- **Your objective**: Please put the lines of the material below, from the line containing "[mask] white fence -> every instance" through the line containing "118 L 18 122", into a numbered list, leaving out any blank lines.

- **Data supplied**:
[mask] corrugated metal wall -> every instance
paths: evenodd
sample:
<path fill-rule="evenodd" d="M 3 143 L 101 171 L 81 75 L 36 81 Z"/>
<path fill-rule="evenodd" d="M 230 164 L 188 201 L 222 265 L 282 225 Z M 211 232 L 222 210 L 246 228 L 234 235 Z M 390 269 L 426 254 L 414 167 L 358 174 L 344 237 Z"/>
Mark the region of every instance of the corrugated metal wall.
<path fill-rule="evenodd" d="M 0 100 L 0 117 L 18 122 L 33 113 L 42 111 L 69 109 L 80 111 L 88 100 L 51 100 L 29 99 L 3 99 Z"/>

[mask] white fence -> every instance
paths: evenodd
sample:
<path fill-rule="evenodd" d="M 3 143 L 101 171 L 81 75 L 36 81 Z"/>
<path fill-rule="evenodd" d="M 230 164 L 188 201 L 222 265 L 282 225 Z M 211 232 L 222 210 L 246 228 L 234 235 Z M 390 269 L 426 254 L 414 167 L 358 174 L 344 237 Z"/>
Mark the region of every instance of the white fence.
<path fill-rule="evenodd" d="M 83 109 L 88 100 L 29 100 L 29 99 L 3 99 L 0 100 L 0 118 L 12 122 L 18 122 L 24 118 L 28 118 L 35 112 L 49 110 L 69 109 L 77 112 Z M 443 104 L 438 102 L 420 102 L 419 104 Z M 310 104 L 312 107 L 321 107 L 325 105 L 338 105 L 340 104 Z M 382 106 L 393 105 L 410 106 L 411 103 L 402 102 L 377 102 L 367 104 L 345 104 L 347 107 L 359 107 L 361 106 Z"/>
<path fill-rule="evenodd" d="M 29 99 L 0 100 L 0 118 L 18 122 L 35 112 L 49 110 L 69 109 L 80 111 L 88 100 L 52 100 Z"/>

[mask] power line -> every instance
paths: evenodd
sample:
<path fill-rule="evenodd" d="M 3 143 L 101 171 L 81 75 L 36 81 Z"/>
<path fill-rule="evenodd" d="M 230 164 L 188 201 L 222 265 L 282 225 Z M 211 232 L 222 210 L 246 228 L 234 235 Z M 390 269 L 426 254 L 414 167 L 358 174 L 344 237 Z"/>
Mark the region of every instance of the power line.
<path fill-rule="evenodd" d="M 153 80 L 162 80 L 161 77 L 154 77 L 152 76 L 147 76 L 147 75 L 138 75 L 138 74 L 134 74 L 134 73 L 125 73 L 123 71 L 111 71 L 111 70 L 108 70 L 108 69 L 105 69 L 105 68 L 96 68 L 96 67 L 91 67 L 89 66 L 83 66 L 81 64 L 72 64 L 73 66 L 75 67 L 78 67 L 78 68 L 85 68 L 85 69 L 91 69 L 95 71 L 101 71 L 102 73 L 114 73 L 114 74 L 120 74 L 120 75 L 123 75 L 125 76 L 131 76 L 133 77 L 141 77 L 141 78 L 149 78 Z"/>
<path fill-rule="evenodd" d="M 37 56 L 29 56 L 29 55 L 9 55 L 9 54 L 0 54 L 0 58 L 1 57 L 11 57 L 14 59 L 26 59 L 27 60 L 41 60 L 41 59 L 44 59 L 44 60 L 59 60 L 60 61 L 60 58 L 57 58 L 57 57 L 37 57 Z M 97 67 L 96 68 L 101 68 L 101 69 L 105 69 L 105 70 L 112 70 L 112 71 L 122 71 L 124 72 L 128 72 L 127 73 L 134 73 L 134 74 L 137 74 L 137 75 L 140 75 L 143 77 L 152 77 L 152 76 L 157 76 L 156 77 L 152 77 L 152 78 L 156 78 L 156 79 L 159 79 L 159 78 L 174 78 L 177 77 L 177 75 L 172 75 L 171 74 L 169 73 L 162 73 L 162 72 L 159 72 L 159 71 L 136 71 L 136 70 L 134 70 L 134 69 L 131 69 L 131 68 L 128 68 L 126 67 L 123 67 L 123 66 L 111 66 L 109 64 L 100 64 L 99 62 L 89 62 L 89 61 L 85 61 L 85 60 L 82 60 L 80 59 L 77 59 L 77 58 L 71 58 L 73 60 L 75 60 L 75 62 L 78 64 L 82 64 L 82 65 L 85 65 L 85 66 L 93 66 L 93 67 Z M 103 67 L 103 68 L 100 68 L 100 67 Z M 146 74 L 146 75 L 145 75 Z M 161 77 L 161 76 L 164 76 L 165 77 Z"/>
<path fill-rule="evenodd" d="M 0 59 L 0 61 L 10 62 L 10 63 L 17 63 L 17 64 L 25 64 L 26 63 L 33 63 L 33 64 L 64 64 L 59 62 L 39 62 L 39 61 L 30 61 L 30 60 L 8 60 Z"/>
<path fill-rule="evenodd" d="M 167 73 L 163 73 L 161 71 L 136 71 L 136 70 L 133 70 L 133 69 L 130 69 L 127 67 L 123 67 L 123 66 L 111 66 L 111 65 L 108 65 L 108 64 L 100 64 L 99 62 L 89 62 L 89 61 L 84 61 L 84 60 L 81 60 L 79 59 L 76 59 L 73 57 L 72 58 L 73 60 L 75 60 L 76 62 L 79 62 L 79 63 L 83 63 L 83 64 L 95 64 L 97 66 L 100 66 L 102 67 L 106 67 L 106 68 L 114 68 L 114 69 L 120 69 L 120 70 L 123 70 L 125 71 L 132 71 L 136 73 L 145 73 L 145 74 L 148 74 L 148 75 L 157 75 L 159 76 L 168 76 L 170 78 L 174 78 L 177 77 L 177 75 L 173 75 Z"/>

- **Output for this task**:
1. [mask] white fence -> every instance
2. paths: evenodd
3. sample:
4. <path fill-rule="evenodd" d="M 3 143 L 101 171 L 81 75 L 36 81 Z"/>
5. <path fill-rule="evenodd" d="M 230 164 L 188 201 L 222 265 L 282 225 Z M 211 232 L 222 210 L 246 228 L 234 235 Z M 390 269 L 426 254 L 414 167 L 358 174 L 344 237 Z"/>
6. Mark the region of every instance of the white fence.
7. <path fill-rule="evenodd" d="M 83 109 L 88 100 L 29 100 L 29 99 L 3 99 L 0 100 L 0 118 L 12 122 L 18 122 L 24 118 L 28 118 L 35 112 L 49 110 L 69 109 L 77 112 Z M 443 104 L 438 102 L 420 102 L 419 104 Z M 310 104 L 312 107 L 321 107 L 325 105 L 338 105 L 340 104 Z M 382 106 L 393 105 L 410 106 L 411 103 L 402 102 L 377 102 L 367 104 L 345 104 L 347 107 L 359 107 L 361 106 Z"/>
8. <path fill-rule="evenodd" d="M 29 99 L 0 100 L 0 118 L 18 122 L 35 112 L 49 110 L 69 109 L 80 111 L 88 100 L 52 100 Z"/>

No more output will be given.